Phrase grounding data

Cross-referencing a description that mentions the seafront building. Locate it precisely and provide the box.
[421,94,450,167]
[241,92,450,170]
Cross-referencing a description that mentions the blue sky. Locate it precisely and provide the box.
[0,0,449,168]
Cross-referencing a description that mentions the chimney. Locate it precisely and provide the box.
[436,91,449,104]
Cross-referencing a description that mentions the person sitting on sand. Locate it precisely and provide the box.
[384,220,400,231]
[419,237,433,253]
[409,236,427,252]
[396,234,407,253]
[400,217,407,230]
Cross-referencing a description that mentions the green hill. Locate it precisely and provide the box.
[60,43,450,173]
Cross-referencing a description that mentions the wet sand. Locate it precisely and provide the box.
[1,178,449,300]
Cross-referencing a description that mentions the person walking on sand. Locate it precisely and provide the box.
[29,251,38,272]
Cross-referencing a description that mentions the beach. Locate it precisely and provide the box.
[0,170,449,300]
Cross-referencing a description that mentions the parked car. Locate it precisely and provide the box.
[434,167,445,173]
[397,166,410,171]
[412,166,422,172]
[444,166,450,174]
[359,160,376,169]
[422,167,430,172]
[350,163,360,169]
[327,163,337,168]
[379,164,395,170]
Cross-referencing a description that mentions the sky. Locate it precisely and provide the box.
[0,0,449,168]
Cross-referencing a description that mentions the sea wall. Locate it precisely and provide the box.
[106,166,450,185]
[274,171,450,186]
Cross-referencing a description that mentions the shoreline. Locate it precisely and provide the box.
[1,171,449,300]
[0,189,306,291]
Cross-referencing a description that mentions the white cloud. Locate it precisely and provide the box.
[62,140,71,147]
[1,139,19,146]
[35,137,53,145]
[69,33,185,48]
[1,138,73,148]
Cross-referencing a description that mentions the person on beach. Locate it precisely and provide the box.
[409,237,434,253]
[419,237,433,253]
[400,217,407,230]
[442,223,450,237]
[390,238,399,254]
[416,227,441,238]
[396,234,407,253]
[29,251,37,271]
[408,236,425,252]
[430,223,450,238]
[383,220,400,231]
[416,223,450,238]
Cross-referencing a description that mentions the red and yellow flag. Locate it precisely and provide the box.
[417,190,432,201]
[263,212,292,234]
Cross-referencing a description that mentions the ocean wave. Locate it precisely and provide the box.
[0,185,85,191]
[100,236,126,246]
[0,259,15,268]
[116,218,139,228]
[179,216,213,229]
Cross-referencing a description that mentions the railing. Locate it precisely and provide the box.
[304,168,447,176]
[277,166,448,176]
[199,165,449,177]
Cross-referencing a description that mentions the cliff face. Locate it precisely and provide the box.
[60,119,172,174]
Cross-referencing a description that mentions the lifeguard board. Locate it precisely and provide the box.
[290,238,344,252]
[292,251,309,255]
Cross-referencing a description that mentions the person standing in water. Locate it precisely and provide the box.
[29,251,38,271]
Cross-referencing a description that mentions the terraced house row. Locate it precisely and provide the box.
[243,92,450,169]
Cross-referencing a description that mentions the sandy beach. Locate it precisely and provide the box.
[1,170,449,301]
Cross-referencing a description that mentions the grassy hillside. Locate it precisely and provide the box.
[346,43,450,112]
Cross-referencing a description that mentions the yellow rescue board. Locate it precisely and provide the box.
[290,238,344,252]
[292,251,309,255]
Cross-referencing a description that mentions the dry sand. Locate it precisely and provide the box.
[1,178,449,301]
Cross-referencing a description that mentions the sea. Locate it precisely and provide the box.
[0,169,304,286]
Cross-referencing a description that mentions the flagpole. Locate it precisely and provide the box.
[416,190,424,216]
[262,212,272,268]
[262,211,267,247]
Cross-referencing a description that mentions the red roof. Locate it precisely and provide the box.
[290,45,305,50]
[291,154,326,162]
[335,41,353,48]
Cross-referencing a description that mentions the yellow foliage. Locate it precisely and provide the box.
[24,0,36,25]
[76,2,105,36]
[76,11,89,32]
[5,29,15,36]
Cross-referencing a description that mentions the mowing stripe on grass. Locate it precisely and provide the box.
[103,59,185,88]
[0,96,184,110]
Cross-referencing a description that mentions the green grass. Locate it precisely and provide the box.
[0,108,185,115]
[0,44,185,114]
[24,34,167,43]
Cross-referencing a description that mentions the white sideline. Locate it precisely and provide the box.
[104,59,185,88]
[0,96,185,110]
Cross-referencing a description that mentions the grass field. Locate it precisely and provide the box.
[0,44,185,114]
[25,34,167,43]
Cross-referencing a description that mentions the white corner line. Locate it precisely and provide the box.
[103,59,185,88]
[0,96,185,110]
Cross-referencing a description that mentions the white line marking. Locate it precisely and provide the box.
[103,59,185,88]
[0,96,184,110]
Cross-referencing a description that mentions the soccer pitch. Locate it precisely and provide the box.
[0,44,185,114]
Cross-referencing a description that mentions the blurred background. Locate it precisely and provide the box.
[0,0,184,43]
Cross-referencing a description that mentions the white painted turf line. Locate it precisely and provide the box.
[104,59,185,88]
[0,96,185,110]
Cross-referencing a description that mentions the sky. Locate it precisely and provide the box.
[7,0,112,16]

- _Task item_
A word-for-word restatement of every record above is expected.

- _Solution_
Cross-referencing a description that mentions the seafront building. Locate it precisely and provide the box.
[421,94,450,167]
[241,92,450,170]
Cross-referencing a description that mentions the blue sky. Locate it precisely and provide the box.
[0,0,449,168]
Cross-referencing a description that mentions the chimney. Locate it precisely and provide the box.
[436,91,449,104]
Cross-referencing a description that mentions the person sitting on sand. Locate it precisely and provide the box.
[384,220,400,231]
[419,237,433,253]
[409,236,427,252]
[396,234,407,253]
[400,217,407,230]
Cross-referencing a description that mentions the green hill. Locate it precisely and provide the box.
[60,43,450,173]
Cross-referencing a description that mentions the wet sand. Locate it precisely and provide the box.
[1,178,449,300]
Cross-referencing a description that mentions the person walking on sand. Locate it precisely and provide the box.
[29,251,38,272]
Cross-referencing a description that mentions the beach. Locate it precisely and provide the box.
[0,170,449,300]
Cross-referencing a description that mentions the parked car. Locate it precisely and provide the box.
[434,167,445,173]
[397,166,410,171]
[412,166,422,172]
[444,166,450,174]
[359,160,376,169]
[422,167,430,172]
[350,163,360,169]
[327,163,337,168]
[379,164,395,170]
Cross-referencing a description that mentions the sky. Locate it precisely and provide the box.
[0,0,449,168]
Cross-referencing a description that mentions the sea wall. Locate it precisely and provide the box.
[106,166,450,185]
[274,171,450,186]
Cross-referencing a description that mentions the shoreline. Locate it precisely and provide the box.
[1,171,449,300]
[0,189,306,291]
Cross-referencing a description that mentions the white cloud. Locate it precisely and provide the box.
[62,140,71,147]
[1,139,19,146]
[35,137,53,145]
[69,33,185,48]
[1,138,73,148]
Cross-referencing a description that mentions the person on beach. Locate it precisely and provide the box.
[409,237,434,253]
[419,237,433,253]
[400,217,407,230]
[442,223,450,237]
[390,238,399,254]
[416,227,441,238]
[396,234,407,253]
[29,251,37,271]
[408,236,425,252]
[430,223,450,238]
[383,220,400,231]
[416,223,450,238]
Cross-referencing a description that mentions the red and yellow flag. Locate it precisely and provide the box.
[417,190,432,201]
[263,212,292,234]
Cross-referencing a description that mentions the ocean wave. Locate it precisely and provide the box.
[0,185,85,191]
[100,236,126,246]
[0,259,15,268]
[116,218,139,228]
[179,216,213,229]
Cross-referencing a description that mentions the railing. Locate it precisely and provide the box.
[304,168,447,176]
[277,166,448,176]
[199,165,449,177]
Cross-referencing a description that mentions the cliff face. Locate it precisely and provide the box.
[60,119,172,174]
Cross-referencing a description that mentions the lifeguard board. Locate it precisely and provide the box.
[290,238,344,252]
[292,251,309,255]
Cross-referencing a description that mentions the person standing in water. Locate it precisely and provide the box.
[29,251,38,271]
Cross-referencing a description that mentions the terraced house row. Locate it precisely and provide the box.
[243,92,450,169]
Cross-referencing a description that mentions the sandy beach. Locate it precisely and provide the box.
[1,170,449,301]
Cross-referencing a description that mentions the grassy hillside. Locate it precisely and provide the box.
[346,43,450,112]
Cross-referencing a description that mentions the yellow rescue board. Locate it precisely and provide the box.
[290,238,344,252]
[292,251,309,255]
Cross-referencing a description that mentions the dry sand. Locate it precisely and provide the box.
[1,178,449,301]
Cross-referencing a description that mentions the sea. Locate it precisely and provide the box.
[0,169,304,286]
Cross-referencing a description that mentions the flagpole. Locate it precisely and provide the box.
[416,190,424,216]
[262,212,272,268]
[262,211,267,247]
Cross-referencing a description that mentions the red roof. Locate it precisely and provide the box.
[290,45,305,50]
[291,154,326,162]
[335,41,353,48]
Cross-referencing a description that mentions the yellow foliage. Locate it precisely and provide the box.
[24,0,36,25]
[76,2,105,36]
[76,11,89,32]
[5,29,15,36]
Cross-referencing a description that mentions the mowing stripe on grass. Locate it precisely and provide the box.
[103,59,185,88]
[0,96,184,110]
Cross-referencing a description that mentions the green grass. Locate it precisely and provide the box.
[0,108,185,115]
[0,44,185,114]
[24,34,167,43]
Cross-referencing a description that mentions the white sideline. Locate it precisely and provide the box.
[104,59,185,88]
[0,96,185,110]
Cross-referencing a description that mentions the grass field. Locate it precisely and provide the box.
[0,44,185,114]
[25,34,167,43]
Cross-referencing a description that mentions the white corner line. Locate it precisely and provide the box.
[103,59,185,88]
[0,96,185,110]
Cross-referencing a description that mentions the white line marking. Locate it precisely and provide the box.
[103,59,185,88]
[0,96,184,110]
Cross-referencing a description that mentions the soccer pitch. Locate it precisely and provide the box.
[0,44,185,114]
Cross-referencing a description that mentions the blurred background. Locate it precisely and provide the box.
[0,0,184,43]
Cross-referencing a description that mentions the white painted turf line. Locate it precisely and provide the box.
[104,59,185,88]
[0,96,185,110]
Cross-referencing a description that mentions the sky. Locate it precisely and provide the box.
[7,0,112,16]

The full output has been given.